What is required. Gather every line in the rows below that contains the word "wing". Copy each of those lines without changes.

==== Records for this exercise

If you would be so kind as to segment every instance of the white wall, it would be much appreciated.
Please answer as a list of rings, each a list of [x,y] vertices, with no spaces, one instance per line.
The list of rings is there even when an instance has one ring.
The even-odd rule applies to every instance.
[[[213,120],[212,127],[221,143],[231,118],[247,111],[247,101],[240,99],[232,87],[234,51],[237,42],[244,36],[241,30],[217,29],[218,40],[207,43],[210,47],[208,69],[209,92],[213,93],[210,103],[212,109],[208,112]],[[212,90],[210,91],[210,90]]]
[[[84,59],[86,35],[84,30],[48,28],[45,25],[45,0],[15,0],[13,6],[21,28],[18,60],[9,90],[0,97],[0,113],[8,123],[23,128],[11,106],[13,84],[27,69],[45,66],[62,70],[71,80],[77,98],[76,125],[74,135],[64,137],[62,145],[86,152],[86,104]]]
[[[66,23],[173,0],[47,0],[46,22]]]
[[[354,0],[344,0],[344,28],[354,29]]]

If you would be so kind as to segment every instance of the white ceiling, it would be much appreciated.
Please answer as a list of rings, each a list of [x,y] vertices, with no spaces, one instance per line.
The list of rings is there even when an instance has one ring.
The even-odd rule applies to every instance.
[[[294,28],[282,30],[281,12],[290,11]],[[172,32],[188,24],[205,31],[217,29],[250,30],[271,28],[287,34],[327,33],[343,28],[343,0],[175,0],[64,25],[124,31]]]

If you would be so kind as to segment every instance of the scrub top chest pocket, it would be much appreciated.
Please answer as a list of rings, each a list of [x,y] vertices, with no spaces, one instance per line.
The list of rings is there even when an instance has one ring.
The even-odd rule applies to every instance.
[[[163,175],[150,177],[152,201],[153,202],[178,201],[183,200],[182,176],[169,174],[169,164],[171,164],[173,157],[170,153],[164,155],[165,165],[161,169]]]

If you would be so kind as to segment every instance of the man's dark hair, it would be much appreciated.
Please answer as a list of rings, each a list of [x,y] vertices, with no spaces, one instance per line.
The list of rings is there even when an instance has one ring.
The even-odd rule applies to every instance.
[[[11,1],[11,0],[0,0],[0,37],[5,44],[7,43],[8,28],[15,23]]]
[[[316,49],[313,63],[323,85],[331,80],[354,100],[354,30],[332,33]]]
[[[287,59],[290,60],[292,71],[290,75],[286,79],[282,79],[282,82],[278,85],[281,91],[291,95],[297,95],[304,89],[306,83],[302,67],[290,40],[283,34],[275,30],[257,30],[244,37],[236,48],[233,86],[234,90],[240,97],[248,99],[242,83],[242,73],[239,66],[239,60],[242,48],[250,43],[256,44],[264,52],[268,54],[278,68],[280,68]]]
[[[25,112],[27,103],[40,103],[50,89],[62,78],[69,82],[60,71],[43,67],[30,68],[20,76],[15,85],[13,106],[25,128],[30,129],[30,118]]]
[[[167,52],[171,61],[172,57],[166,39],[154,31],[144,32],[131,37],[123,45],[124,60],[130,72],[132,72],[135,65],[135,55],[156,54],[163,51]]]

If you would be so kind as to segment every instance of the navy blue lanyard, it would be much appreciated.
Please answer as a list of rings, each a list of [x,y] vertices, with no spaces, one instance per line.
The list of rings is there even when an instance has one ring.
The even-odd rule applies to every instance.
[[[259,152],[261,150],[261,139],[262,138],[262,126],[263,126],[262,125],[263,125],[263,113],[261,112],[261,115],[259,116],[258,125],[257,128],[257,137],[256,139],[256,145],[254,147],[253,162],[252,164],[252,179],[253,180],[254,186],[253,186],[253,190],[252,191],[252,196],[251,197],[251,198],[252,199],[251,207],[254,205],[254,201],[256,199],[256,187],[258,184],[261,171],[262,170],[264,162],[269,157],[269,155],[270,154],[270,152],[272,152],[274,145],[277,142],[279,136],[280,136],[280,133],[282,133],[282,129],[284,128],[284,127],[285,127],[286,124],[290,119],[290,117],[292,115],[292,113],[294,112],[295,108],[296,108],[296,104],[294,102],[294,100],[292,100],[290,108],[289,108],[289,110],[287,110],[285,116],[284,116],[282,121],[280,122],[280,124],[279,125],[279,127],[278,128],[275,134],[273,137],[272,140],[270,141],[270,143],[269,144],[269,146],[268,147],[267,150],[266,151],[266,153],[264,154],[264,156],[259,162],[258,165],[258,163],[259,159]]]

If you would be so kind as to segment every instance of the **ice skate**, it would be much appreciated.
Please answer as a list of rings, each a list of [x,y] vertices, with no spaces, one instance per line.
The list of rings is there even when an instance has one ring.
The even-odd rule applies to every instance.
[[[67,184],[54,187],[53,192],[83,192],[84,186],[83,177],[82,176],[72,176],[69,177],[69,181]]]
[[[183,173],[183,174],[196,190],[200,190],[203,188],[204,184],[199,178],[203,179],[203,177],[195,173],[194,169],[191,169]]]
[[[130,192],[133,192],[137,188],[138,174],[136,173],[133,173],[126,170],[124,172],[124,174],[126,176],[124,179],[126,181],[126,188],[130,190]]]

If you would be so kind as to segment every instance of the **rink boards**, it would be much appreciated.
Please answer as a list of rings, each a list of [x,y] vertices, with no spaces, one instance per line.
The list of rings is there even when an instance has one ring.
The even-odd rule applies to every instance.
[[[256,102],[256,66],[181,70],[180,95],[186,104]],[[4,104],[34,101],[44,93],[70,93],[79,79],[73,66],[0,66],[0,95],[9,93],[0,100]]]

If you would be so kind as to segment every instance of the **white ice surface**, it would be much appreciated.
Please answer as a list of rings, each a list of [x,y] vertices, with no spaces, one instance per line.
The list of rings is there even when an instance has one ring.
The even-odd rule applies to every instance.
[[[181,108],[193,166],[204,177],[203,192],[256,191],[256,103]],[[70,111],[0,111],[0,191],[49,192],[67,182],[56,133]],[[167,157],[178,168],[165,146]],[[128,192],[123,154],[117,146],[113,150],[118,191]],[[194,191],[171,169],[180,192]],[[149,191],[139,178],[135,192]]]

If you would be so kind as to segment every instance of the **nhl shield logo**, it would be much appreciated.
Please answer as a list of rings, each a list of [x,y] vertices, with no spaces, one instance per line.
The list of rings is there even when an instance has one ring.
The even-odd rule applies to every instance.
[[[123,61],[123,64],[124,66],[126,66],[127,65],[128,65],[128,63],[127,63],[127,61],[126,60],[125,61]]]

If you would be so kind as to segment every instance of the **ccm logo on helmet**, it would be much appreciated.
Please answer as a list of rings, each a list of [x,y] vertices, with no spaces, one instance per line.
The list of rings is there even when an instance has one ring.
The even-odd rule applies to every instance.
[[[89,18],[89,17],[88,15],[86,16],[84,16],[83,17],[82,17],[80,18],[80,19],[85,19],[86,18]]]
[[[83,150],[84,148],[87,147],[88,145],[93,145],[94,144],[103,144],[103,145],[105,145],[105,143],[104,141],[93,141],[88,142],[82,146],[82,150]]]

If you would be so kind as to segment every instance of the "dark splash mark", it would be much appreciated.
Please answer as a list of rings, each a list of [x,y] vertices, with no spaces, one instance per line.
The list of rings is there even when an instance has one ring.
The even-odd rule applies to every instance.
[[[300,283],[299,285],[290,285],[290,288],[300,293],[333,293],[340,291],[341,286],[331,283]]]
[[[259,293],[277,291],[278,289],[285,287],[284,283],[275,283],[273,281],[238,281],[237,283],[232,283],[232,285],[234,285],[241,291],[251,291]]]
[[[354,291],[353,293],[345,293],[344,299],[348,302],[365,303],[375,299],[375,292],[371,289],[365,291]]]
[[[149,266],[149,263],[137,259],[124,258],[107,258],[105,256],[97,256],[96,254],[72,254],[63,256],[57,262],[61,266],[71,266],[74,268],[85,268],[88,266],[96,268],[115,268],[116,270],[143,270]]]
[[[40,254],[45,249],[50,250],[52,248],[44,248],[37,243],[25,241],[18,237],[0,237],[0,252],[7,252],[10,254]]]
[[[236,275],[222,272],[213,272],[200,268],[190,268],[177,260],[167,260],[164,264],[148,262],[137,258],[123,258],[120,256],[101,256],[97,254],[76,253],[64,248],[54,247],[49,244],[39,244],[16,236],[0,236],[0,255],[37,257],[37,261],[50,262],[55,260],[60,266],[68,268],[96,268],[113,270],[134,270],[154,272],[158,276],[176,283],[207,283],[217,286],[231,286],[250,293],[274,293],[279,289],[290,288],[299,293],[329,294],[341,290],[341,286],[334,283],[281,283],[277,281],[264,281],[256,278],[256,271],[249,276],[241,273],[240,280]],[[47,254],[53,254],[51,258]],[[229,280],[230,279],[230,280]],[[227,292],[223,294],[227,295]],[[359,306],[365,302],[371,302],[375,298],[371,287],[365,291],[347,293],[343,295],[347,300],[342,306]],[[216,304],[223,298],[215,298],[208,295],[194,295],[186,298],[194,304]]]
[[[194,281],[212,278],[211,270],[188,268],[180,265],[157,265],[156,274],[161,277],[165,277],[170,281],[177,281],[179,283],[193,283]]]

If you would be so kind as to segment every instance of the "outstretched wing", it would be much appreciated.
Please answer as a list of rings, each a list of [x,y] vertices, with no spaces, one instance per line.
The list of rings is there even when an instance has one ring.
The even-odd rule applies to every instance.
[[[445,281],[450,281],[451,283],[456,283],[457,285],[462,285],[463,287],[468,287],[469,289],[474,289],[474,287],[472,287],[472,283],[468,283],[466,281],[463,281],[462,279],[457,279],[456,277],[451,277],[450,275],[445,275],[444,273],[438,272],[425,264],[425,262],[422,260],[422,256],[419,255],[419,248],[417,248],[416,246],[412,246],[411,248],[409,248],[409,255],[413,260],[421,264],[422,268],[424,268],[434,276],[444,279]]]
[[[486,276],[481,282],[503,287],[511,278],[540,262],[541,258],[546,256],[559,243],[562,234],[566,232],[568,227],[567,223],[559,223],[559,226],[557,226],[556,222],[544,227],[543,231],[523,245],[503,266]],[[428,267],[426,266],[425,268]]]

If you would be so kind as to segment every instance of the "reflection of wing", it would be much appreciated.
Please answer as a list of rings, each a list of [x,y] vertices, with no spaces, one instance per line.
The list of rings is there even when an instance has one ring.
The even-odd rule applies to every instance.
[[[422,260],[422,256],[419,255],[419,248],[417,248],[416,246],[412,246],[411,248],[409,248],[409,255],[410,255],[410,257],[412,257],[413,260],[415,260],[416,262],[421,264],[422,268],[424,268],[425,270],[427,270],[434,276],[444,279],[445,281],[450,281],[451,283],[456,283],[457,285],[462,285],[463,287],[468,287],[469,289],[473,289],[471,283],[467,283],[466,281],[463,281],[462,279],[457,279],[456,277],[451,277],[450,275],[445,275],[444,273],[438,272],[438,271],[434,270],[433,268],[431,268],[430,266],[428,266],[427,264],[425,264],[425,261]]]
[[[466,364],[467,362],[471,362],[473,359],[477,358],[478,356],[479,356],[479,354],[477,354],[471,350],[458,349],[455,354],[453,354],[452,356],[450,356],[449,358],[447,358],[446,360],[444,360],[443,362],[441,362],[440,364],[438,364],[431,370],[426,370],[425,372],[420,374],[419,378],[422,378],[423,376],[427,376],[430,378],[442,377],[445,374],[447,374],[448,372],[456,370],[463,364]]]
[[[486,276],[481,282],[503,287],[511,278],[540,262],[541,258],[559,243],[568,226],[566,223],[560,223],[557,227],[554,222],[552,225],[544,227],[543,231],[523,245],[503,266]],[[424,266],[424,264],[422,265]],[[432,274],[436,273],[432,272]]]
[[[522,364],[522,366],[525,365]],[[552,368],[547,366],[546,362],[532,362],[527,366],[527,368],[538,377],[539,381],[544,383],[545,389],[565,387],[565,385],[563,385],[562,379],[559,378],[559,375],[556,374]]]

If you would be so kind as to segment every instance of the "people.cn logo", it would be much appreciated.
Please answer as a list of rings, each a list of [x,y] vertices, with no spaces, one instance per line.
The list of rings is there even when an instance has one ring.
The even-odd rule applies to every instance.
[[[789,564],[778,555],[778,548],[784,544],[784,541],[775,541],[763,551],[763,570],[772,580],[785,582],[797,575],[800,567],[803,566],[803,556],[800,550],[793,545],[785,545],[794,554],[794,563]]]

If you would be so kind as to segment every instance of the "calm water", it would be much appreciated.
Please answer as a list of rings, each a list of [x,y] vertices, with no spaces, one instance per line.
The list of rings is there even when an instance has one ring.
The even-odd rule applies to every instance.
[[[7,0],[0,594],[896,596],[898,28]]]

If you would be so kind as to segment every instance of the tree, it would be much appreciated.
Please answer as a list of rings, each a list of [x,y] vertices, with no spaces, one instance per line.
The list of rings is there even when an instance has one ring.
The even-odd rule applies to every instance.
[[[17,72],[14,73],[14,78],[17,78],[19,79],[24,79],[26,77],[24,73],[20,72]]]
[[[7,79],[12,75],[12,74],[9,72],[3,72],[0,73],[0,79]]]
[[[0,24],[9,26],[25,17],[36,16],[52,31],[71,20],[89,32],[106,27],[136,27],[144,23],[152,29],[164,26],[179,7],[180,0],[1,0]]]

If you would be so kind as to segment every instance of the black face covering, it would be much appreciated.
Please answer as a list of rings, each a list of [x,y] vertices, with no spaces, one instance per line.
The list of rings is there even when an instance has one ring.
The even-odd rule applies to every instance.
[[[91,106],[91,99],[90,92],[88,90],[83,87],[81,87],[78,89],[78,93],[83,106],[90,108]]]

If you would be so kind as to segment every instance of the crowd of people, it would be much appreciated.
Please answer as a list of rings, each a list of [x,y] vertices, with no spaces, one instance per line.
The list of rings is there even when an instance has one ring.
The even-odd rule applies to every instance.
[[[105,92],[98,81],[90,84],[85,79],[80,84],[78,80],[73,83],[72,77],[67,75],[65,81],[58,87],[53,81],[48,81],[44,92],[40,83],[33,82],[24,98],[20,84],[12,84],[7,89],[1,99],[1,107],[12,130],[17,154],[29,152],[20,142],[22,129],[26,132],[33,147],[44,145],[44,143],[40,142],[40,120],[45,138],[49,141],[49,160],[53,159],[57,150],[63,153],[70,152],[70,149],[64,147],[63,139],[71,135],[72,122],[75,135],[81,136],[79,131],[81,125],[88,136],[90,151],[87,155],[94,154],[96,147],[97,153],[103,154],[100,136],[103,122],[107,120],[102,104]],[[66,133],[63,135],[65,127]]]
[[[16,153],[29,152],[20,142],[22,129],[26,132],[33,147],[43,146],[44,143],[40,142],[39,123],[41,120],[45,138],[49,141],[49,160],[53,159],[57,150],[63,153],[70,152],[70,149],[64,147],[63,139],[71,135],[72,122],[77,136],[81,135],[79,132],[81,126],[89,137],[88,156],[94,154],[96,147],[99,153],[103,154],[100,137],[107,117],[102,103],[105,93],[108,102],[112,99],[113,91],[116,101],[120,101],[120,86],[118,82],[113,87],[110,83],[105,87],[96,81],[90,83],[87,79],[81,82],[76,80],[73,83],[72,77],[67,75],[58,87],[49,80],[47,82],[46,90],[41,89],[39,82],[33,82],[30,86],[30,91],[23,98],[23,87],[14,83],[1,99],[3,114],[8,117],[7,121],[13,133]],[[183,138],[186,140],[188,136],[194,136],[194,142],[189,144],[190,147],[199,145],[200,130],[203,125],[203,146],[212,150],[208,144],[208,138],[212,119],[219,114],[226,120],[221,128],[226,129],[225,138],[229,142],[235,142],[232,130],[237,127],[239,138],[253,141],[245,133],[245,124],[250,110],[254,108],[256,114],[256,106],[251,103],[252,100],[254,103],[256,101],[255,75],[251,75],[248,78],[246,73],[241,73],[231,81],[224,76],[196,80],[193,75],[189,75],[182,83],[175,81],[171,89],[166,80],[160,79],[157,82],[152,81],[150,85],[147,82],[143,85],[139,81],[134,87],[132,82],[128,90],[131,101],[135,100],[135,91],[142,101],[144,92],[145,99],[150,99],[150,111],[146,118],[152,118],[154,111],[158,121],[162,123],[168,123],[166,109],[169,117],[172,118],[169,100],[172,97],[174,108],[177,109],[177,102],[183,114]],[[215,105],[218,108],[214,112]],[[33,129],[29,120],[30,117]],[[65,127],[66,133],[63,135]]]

========

Correct answer.
If you would be so kind as to segment every instance of the "outstretched wing", it would be much appreciated.
If you would be so kind as to segment every instance of the "reflection of wing", it would be much appreciated.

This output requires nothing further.